Exercise brief
Start at the line holding "Where can the stone church". Write out that line and each one after it to the end of the data, unchanged.

Entries provided
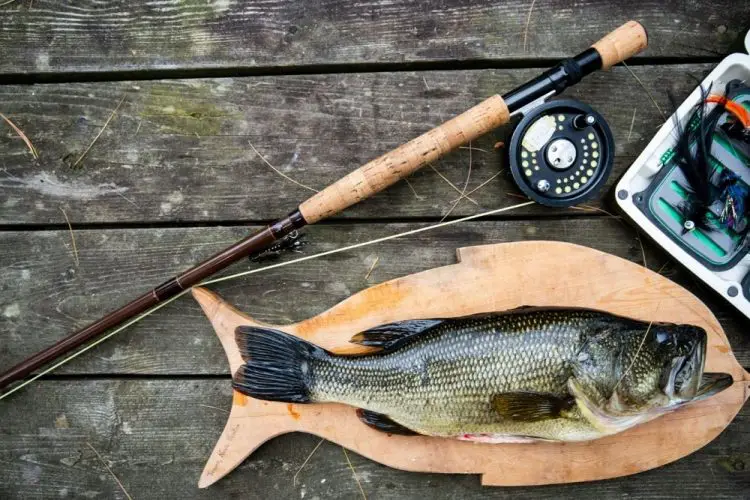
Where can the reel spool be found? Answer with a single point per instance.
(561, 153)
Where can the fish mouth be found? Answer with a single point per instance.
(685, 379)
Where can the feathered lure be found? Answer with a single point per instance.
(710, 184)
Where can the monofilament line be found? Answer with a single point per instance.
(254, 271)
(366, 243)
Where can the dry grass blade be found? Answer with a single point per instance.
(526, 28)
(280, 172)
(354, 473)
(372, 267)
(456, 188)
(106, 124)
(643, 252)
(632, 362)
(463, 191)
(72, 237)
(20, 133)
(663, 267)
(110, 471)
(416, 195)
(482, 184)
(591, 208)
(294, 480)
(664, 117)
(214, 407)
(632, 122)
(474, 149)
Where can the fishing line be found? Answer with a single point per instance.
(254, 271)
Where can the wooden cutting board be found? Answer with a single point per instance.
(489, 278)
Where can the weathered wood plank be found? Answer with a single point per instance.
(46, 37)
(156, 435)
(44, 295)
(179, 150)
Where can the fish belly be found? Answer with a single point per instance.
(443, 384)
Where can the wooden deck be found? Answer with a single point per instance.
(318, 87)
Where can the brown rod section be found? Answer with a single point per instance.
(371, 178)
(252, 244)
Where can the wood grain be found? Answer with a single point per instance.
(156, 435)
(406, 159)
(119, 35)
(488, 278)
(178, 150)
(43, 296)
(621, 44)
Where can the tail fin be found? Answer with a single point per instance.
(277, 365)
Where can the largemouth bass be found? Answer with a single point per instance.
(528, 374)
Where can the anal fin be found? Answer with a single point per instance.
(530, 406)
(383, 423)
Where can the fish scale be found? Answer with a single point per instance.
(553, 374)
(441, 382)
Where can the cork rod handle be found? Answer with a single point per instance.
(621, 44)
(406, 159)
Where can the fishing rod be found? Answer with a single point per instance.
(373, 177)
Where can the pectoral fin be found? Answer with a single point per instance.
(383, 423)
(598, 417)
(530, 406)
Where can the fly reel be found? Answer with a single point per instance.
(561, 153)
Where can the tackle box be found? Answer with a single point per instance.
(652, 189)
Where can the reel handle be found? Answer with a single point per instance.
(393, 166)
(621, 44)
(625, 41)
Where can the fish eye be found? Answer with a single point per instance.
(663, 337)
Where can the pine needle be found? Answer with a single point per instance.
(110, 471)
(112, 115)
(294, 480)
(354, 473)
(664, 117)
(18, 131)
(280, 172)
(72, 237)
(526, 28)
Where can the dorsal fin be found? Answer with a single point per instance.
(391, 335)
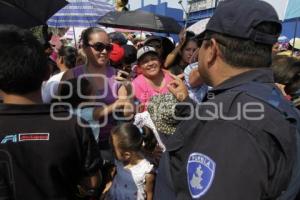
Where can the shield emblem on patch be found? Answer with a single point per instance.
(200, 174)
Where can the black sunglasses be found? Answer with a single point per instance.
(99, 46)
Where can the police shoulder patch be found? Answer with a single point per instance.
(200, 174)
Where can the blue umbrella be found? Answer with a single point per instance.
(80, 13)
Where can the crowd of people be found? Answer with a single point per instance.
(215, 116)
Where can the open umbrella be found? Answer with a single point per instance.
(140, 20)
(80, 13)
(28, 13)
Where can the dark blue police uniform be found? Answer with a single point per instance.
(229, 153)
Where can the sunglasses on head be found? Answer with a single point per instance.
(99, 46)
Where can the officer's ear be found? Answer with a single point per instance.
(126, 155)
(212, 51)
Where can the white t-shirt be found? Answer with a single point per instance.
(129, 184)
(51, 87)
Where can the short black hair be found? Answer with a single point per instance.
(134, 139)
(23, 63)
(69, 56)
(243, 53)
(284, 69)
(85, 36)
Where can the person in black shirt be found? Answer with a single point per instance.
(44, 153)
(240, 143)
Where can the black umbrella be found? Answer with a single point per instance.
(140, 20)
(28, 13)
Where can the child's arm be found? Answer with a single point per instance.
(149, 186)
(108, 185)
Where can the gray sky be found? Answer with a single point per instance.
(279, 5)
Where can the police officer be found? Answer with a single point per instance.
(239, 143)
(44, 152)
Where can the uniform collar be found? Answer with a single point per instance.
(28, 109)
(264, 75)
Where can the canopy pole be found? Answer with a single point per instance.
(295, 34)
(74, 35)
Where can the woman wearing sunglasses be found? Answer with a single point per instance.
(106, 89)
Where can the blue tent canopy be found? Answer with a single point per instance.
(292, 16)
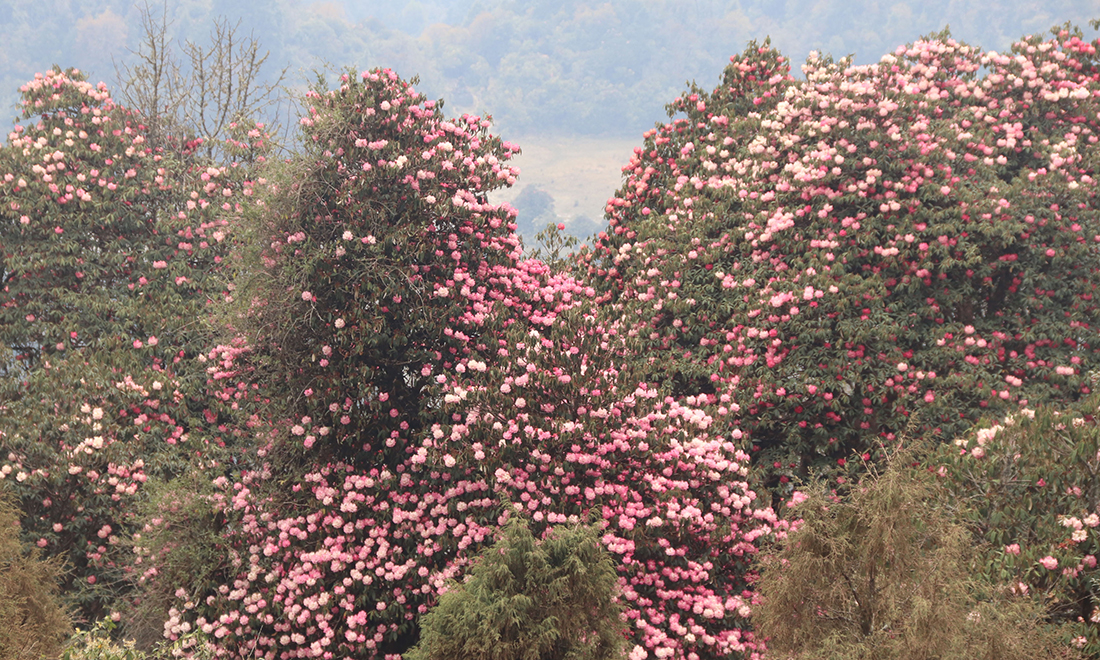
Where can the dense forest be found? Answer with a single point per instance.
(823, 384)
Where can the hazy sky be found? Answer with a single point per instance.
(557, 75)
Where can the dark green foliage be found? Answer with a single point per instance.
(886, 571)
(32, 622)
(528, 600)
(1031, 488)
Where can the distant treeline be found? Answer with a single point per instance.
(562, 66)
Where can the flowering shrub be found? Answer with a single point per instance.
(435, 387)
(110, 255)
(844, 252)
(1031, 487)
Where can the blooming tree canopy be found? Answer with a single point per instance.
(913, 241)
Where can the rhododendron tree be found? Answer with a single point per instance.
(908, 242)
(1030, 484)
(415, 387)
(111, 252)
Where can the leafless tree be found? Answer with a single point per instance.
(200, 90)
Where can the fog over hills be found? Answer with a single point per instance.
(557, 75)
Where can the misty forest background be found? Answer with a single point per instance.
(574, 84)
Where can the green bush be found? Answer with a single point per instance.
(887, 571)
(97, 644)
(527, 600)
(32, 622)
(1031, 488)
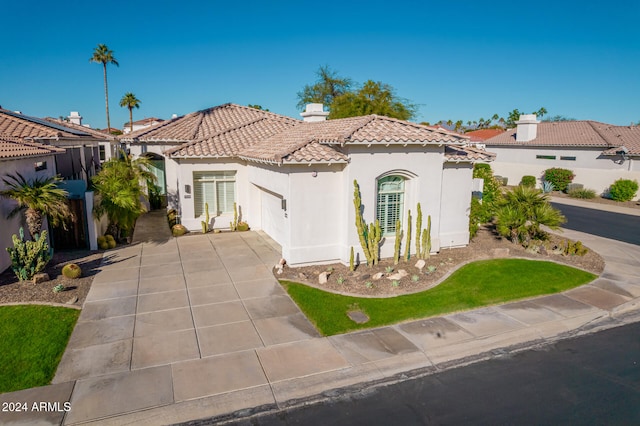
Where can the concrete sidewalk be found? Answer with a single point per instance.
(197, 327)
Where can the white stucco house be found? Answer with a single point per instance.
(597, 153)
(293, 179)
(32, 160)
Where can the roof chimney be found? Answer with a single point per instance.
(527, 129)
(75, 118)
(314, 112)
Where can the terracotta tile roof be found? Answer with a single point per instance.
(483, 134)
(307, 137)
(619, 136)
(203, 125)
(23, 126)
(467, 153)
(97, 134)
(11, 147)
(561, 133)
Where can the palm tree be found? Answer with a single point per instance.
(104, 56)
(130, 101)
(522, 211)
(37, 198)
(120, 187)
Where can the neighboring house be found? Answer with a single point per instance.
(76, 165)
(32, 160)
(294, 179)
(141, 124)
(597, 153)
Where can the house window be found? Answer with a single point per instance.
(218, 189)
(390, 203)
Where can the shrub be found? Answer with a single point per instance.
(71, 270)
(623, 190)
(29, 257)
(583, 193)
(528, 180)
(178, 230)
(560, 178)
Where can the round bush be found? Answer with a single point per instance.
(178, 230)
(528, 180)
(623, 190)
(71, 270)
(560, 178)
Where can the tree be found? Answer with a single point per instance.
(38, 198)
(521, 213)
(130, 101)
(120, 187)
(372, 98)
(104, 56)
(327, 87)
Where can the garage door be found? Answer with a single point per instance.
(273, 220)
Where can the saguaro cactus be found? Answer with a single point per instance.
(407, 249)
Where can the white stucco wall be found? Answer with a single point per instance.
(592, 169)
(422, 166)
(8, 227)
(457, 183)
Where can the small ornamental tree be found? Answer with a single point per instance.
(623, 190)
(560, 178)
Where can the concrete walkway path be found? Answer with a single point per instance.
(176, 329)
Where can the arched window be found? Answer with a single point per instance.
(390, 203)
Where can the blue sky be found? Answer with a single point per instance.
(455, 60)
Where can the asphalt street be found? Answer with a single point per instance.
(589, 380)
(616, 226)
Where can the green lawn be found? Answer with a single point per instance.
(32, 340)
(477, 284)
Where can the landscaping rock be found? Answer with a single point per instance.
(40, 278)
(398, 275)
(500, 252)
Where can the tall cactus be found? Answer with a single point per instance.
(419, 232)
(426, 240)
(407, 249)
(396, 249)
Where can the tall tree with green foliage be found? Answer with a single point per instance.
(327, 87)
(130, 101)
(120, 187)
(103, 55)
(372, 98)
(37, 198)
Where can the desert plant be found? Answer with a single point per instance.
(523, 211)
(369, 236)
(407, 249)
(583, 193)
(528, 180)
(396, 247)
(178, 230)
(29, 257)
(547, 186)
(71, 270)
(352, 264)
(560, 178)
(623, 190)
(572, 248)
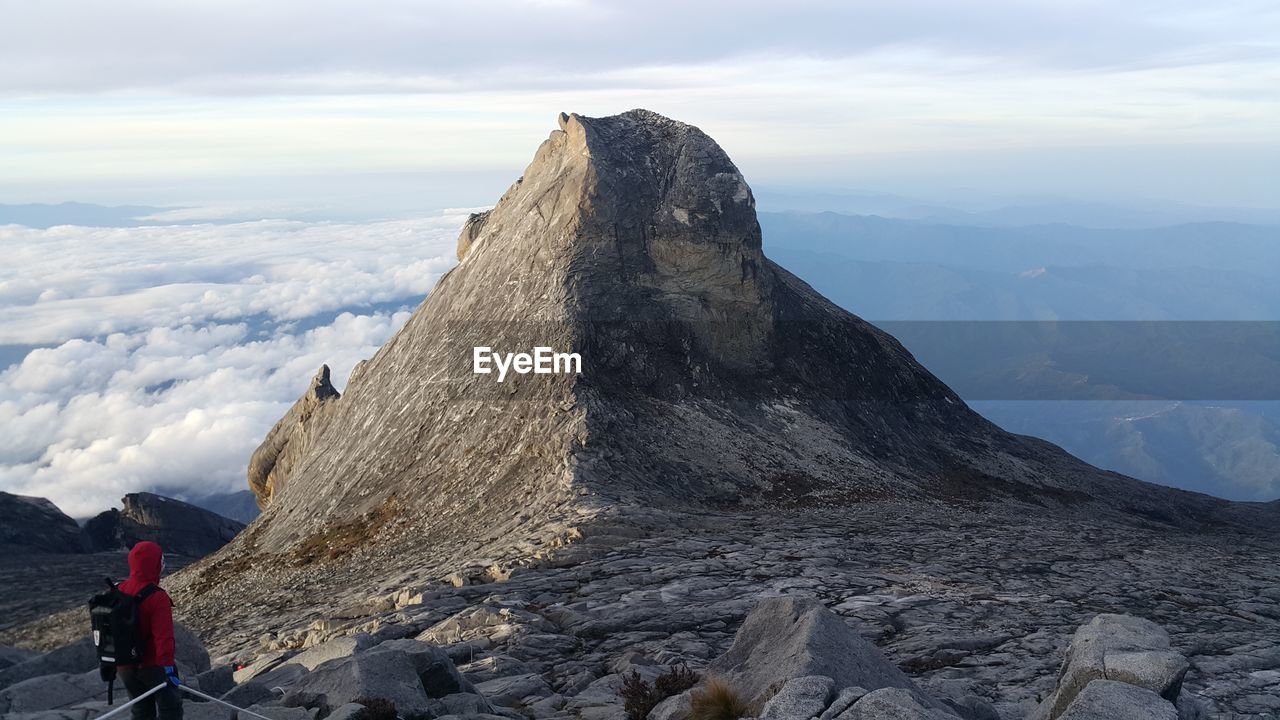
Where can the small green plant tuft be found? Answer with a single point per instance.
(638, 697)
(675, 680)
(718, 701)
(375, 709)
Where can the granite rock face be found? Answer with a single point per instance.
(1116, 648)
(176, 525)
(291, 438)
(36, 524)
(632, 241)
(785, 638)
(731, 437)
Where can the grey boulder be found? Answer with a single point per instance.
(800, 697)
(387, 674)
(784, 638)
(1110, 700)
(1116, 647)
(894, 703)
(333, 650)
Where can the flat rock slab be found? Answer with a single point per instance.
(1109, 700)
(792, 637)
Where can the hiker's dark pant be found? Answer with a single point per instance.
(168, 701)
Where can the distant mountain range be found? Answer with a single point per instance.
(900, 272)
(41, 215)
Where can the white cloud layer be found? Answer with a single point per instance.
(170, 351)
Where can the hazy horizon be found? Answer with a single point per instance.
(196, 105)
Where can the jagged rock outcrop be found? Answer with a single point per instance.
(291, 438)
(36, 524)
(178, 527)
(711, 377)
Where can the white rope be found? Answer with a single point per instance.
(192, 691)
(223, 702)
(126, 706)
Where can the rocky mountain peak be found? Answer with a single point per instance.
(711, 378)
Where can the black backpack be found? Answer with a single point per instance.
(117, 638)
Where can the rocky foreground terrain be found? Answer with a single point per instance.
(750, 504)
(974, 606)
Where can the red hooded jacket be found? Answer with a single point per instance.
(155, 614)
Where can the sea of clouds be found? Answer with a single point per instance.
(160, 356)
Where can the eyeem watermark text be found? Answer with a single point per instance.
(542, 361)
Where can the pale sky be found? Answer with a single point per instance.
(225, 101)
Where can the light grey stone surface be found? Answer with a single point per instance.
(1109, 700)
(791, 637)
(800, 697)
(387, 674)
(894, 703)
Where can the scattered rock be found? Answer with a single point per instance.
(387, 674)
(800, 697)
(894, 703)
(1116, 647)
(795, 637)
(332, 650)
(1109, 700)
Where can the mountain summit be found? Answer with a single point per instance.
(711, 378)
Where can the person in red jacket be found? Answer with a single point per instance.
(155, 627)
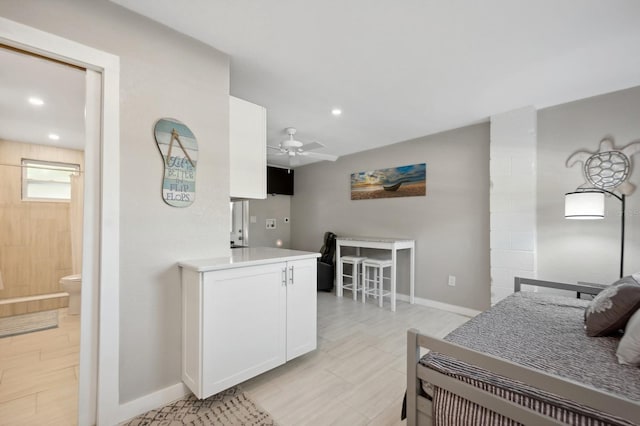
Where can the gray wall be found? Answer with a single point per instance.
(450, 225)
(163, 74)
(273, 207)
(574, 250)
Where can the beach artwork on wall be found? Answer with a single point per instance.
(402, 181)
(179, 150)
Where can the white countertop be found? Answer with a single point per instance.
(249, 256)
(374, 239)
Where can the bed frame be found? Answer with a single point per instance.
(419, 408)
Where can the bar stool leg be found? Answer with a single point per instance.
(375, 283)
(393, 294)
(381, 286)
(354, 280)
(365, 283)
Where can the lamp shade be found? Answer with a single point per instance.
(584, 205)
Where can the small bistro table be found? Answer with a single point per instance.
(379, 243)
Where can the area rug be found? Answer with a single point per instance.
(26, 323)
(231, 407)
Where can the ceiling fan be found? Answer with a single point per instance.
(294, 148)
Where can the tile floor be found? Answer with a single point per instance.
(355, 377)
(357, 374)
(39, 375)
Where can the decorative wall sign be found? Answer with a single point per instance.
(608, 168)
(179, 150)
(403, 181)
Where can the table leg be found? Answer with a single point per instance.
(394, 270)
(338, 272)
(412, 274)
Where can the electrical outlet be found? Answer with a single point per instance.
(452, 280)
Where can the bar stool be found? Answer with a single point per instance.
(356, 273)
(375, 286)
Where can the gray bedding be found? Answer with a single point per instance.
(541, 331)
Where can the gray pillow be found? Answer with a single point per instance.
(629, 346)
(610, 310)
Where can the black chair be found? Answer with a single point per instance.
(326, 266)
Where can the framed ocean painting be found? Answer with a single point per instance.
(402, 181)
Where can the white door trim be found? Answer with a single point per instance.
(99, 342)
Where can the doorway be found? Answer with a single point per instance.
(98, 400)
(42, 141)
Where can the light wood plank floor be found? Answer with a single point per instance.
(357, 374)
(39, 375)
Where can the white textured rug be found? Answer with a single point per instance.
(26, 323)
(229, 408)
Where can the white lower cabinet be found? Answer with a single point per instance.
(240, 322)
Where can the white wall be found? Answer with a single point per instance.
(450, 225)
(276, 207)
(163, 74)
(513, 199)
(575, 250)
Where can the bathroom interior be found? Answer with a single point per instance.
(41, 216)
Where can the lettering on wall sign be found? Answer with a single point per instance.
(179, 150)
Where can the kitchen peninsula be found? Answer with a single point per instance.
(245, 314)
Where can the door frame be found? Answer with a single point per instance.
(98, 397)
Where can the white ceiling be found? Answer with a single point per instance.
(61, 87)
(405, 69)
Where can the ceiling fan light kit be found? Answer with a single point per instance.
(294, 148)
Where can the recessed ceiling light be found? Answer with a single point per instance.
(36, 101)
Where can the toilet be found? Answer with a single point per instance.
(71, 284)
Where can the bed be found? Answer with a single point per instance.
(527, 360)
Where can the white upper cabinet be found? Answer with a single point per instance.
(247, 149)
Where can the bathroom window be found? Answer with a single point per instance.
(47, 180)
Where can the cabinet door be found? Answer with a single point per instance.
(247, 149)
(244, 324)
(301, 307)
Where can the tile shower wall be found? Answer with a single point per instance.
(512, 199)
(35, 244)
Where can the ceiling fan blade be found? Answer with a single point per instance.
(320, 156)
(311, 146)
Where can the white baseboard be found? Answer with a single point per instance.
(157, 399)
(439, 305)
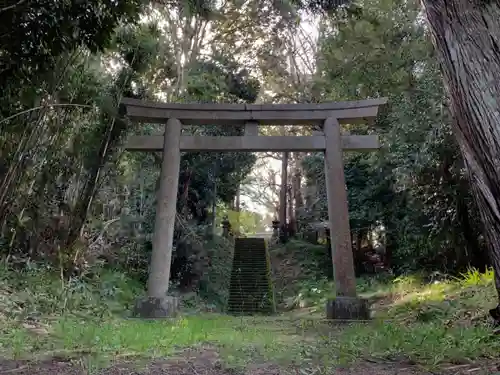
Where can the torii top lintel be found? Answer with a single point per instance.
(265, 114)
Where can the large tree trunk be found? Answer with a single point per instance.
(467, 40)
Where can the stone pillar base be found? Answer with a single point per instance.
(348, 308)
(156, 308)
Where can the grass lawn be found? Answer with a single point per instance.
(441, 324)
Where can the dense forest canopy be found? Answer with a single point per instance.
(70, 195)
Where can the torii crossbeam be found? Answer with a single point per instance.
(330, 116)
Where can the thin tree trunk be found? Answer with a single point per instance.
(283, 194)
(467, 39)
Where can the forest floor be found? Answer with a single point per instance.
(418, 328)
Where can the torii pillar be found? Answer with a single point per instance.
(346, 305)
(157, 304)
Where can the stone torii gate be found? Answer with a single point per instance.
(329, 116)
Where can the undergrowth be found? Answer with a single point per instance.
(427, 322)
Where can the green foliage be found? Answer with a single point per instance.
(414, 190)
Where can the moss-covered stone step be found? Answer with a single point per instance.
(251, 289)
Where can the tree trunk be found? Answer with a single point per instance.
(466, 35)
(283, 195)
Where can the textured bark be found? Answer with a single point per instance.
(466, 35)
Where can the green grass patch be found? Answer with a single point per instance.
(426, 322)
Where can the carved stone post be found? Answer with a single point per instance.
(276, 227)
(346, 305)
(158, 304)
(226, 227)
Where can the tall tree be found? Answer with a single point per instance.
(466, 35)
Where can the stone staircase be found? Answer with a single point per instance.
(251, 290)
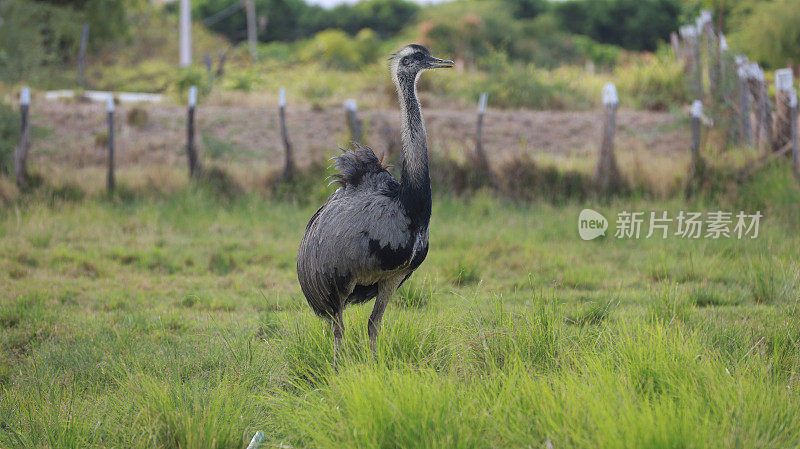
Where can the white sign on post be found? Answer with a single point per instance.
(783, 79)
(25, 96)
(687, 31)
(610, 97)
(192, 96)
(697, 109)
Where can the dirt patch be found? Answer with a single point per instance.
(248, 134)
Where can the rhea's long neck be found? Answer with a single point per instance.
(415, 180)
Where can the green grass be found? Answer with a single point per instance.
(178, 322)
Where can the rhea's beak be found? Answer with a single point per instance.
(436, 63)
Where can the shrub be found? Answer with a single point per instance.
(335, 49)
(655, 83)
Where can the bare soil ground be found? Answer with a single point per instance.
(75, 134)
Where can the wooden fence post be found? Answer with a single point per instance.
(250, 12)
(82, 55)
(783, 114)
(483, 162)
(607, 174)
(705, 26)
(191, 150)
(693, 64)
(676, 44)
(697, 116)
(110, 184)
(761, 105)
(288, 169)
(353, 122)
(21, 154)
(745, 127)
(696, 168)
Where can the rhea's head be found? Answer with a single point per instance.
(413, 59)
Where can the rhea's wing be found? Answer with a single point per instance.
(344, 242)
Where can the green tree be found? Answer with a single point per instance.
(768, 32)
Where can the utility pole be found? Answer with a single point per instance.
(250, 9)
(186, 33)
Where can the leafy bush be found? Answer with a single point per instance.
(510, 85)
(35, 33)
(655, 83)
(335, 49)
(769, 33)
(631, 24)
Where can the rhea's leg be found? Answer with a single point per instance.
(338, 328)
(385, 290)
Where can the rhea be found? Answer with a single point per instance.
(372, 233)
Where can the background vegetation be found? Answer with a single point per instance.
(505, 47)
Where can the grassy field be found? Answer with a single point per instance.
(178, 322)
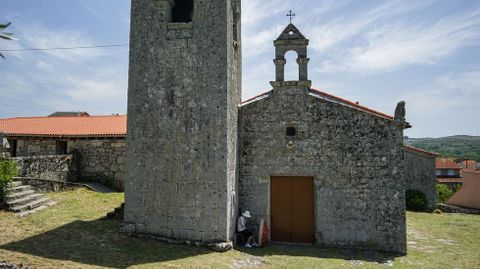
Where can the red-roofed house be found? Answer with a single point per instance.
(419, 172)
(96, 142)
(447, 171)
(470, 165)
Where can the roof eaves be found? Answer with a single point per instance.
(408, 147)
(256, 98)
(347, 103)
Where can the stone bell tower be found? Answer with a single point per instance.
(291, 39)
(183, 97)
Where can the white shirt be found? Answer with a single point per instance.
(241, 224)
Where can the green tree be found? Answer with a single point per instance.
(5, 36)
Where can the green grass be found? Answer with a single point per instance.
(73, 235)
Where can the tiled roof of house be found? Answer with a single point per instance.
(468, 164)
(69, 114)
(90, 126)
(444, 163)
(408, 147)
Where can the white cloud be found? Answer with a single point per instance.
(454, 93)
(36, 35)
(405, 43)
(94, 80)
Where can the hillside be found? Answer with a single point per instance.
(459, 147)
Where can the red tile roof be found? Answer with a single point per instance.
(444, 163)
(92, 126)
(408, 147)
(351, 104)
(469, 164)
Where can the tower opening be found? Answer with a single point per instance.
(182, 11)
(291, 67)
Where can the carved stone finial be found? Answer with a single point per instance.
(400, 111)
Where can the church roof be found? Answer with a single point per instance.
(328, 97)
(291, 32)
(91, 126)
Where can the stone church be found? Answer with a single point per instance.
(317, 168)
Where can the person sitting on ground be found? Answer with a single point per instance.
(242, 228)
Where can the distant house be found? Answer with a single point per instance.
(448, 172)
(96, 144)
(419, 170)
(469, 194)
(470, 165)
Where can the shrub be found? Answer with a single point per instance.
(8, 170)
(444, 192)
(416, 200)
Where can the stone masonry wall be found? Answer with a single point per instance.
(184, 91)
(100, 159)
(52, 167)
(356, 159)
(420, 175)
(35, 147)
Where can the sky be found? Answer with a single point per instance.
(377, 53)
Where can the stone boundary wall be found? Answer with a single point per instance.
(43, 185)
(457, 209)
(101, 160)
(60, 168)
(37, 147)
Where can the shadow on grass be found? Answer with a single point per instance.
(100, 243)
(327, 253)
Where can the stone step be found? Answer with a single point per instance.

Answer box
Where can the stone church be found? Answer with a single point per instance.
(317, 168)
Where can the person sitting on ground be found? Answer with a single point per instance.
(242, 228)
Where can the distant house be found? Answer with a single point per instance.
(448, 172)
(96, 144)
(419, 170)
(469, 194)
(470, 165)
Where can the shrub be found? Answer with a single point per instance.
(8, 170)
(444, 192)
(416, 200)
Where can the stone masonry wall be found? Answer with a single point per instance.
(184, 91)
(100, 159)
(52, 167)
(356, 159)
(420, 175)
(35, 147)
Where can the sky be found? Answer with a single point per instance.
(377, 53)
Where can the stone boundary wall be found? Answer with a single point per instance.
(43, 185)
(457, 209)
(101, 160)
(60, 168)
(37, 147)
Where can the shadow on grass be found? Answer with a single point per instance.
(100, 243)
(327, 253)
Where can the stone step be found? Answer with a single point per instance.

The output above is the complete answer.